— Written request A —
Translate this sentence from the Brexit post into Spanish: "That's why the EU always has yesterday's solution for today's problem."
— Written request B —
Reproduce word for word the passage of the Brexit post that opens with the words "Being low information" and closes with "energy policy. However...".

— Text provided —
——————
Wednesday, 12 April 2017

Brexit: reclaiming democracy

Po-faced narcissistic remainers think a darkness is stalking the land now that the thick and racist plebs have been allowed a vote. The proles have taken leave of their senses and voted against their economic interests. Or so the narrative goes. I'm deeply bored of this now. 

In actual fact it's a little more mundane than that. The British public have collectively decided that something in the existing political settlement isn't working and it is time for change. That's all.

On the whole the EU is not something they cared about very much. The only real experience most people have of the EU is a number of sweeping changes without any real explanation and without their direct consent. Instinctively, Brexit voters are basically aware that elite politicians are conspiring to create something they absolutely wouldn't get consent for were they to put all their cards on the table. Brexit is a yank on the leash.

As far as that goes I am with the Brexiteers all the way. Every time you see an EU "summit" you see a gaggle of politicians, most of whom you did not elect, spouting platitudes about peace and prosperity while failing to offer any solutions. Quite the opposite in fact.

What we see instead is more bland left wing populist initiatives with respect to climate change. This really tells you how out of touch our elites are. Having used our money to finance green groups, in order capture a pro-EU activist base, the only "grassroots" feedback in the system is a reflection of their own agenda.

Consequently they actually believe they are acting according to the wishes of the people. When the left have captured public institutions and state media, they see it reflected back at them everywhere they look. Since they never rub shoulders with ordinary people there is no dialogue between the public and an increasingly remote and insulated bubble.

Being low information voters, preachy remainers would have it that we leavers are throwing away a liberal utopia for the sake of incandescent light-bulbs. Personally I am no fan of energy saving bulbs just from an aesthetic point of view but this really isn't the point.

The mentality behind energy saving bulbs is absolutely sound in that we are looking at a policy of demand side management in energy. I can see the logic as part of an integrated (but very expensive) energy policy. However...

Policy agendas in the EU are not the product an elected government. EU policy agendas are very much a product of the EU entity and its roadmap. They take years to come to fruition and if you are seeing any kind of implementation in the public domain then chances are you are looking at a policy that has been in the works for a decade or more. They are policy agendas rammed through regardless of what the public might actually want - and entirely regardless of the present economic realities. That's why the EU always has yesterday's solution for today's problem.
——————
— Provided material —
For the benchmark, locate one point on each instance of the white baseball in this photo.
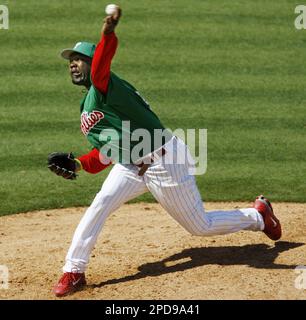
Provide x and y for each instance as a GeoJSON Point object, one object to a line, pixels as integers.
{"type": "Point", "coordinates": [110, 9]}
——————
— Exercise output A —
Por eso la UE siempre tiene la solución de ayer para el problema de hoy.

— Exercise output B —
Being low information voters, preachy remainers would have it that we leavers are throwing away a liberal utopia for the sake of incandescent light-bulbs. Personally I am no fan of energy saving bulbs just from an aesthetic point of view but this really isn't the point.

The mentality behind energy saving bulbs is absolutely sound in that we are looking at a policy of demand side management in energy. I can see the logic as part of an integrated (but very expensive) energy policy. However...